17. Chaque genre pourra se composer parfois d’incomposé moins nombreux [que] ceux de la quinte, mais jamais d’incomposés plus nombreux. Voilà pourquoi l’on démontre, en premier lieu, qu’il n’est pas possible que chaque genre se compose de plus d’incomposés qu’il n’y en a dans la quinte. Mais comment chacun d’eux pourra-t-il se composer d’incomposés moins nombreux? c’est ce que l’on montrera dans la suite.

CHAPITRE V.

DE LA SUCCESSION DES INCOMPOSES ÉGAUX.

18. On ne chante pas musicalement un pycnum après un pycnum, soit en entier, soit même en partie.

En effet, dans ce cas, il arriverait que, parmi les sons successifs, les quatrièmes ne seraient pas consonants à la quarte, ni les cinquièmes à la quinte; or des sons placés ainsi sont, avons-nous dit, non-mélodiques.

19. Parmi les sons qui comprennent un diton, le plus et grave est le plus aigu d’un pycnum, et le plus aigu est le plus grave d’un pycnum.
◇ ◇ ◇ ◇ ◇ ◇ ◇
▸ CONSIGNE 1
Relevez chacune des lignes des entrées ci-dessous où figure le mot « concrete », en tenant compte de la casse.

[Entrées de pointage et d'étiquetage]
◇ ◇ ◇ ◇ ◇ ◇ ◇
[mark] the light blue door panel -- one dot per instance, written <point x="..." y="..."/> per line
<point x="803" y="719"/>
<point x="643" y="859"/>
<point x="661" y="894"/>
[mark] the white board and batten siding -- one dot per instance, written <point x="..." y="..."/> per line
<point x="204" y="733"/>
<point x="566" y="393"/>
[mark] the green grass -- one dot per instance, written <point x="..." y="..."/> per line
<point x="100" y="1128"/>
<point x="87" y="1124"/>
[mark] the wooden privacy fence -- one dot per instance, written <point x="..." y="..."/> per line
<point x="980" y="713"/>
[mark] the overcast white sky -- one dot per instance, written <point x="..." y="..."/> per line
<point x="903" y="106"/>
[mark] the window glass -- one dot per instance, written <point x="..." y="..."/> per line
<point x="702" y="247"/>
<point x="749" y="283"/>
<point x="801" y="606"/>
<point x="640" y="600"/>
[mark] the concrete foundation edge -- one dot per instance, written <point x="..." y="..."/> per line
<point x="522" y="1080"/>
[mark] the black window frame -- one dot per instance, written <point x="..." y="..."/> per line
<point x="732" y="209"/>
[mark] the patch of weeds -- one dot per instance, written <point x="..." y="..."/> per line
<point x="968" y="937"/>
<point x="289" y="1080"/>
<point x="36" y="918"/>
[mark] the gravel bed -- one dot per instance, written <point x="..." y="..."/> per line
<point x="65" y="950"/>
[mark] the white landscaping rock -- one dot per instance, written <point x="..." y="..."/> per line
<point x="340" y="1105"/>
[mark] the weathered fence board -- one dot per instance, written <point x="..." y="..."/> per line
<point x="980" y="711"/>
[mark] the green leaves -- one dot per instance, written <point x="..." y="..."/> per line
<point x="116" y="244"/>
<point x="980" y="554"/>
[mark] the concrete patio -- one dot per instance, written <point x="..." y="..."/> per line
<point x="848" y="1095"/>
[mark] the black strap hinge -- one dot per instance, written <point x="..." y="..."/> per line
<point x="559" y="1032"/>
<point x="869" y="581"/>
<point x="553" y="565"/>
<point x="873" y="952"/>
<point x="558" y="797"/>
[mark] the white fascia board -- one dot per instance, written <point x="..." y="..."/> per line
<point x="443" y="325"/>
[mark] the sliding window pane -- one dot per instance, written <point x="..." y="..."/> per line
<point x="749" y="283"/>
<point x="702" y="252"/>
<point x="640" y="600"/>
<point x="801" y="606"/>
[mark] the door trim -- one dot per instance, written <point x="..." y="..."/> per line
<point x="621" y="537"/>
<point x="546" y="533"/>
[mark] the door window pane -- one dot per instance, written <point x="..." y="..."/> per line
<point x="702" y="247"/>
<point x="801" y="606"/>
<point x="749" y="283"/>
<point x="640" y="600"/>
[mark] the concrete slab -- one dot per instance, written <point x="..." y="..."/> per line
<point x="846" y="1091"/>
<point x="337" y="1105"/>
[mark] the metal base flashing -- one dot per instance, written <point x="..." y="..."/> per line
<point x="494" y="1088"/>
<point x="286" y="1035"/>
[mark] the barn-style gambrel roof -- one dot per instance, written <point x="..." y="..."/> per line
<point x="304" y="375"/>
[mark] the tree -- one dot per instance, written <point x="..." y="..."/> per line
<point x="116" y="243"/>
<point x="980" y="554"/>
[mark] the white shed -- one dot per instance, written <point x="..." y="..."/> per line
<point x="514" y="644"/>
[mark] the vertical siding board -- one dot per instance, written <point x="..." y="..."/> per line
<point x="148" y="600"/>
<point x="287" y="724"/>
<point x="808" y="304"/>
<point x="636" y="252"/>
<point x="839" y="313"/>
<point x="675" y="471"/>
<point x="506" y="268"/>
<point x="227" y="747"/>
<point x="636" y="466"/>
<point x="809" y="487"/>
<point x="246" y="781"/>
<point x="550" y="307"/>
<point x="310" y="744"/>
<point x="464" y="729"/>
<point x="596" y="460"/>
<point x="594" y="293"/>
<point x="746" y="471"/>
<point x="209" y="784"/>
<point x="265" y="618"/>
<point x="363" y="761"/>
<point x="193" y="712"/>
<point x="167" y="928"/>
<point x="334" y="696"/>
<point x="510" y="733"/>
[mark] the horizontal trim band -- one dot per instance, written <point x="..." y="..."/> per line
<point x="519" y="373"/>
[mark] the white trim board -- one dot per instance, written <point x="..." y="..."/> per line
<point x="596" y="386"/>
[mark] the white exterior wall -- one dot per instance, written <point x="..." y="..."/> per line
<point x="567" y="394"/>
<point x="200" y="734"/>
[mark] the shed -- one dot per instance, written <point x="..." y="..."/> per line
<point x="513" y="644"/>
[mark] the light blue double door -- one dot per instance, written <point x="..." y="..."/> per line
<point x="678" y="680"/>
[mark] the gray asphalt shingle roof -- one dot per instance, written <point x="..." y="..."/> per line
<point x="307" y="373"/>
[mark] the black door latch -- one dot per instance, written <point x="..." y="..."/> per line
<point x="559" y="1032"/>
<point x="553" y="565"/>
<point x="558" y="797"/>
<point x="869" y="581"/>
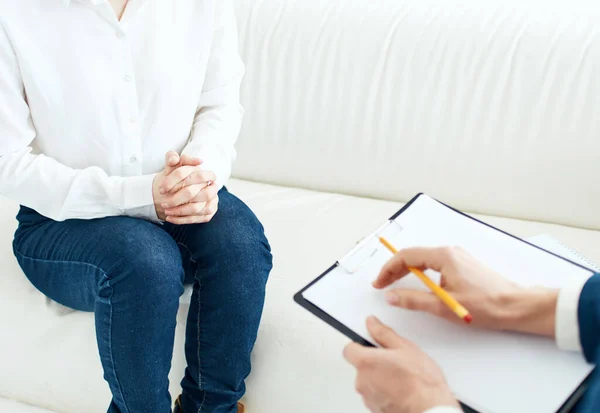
◇ ◇ ◇ ◇ ◇ ◇ ◇
▸ CONSIGNE 2
Réécrivez le passage du texte sur les intervalles musicaux qui commence à « DE LA SUCCESSION » et se termine à « avons-nous dit, non-mélodiques. », en y remplaçant « sons » par « notes ».

▸ RÉPONSE 1
[mark] the concrete foundation edge -- one dot per instance, written <point x="..." y="..."/> per line
[mark] the concrete patio -- one dot per instance, written <point x="..." y="..."/> per line
[mark] the concrete slab -- one dot per instance, written <point x="..." y="..."/> per line

▸ RÉPONSE 2
DE LA SUCCESSION DES INCOMPOSES ÉGAUX.

18. On ne chante pas musicalement un pycnum après un pycnum, soit en entier, soit même en partie.

En effet, dans ce cas, il arriverait que, parmi les notes successifs, les quatrièmes ne seraient pas consonants à la quarte, ni les cinquièmes à la quinte; or des notes placés ainsi sont, avons-nous dit, non-mélodiques.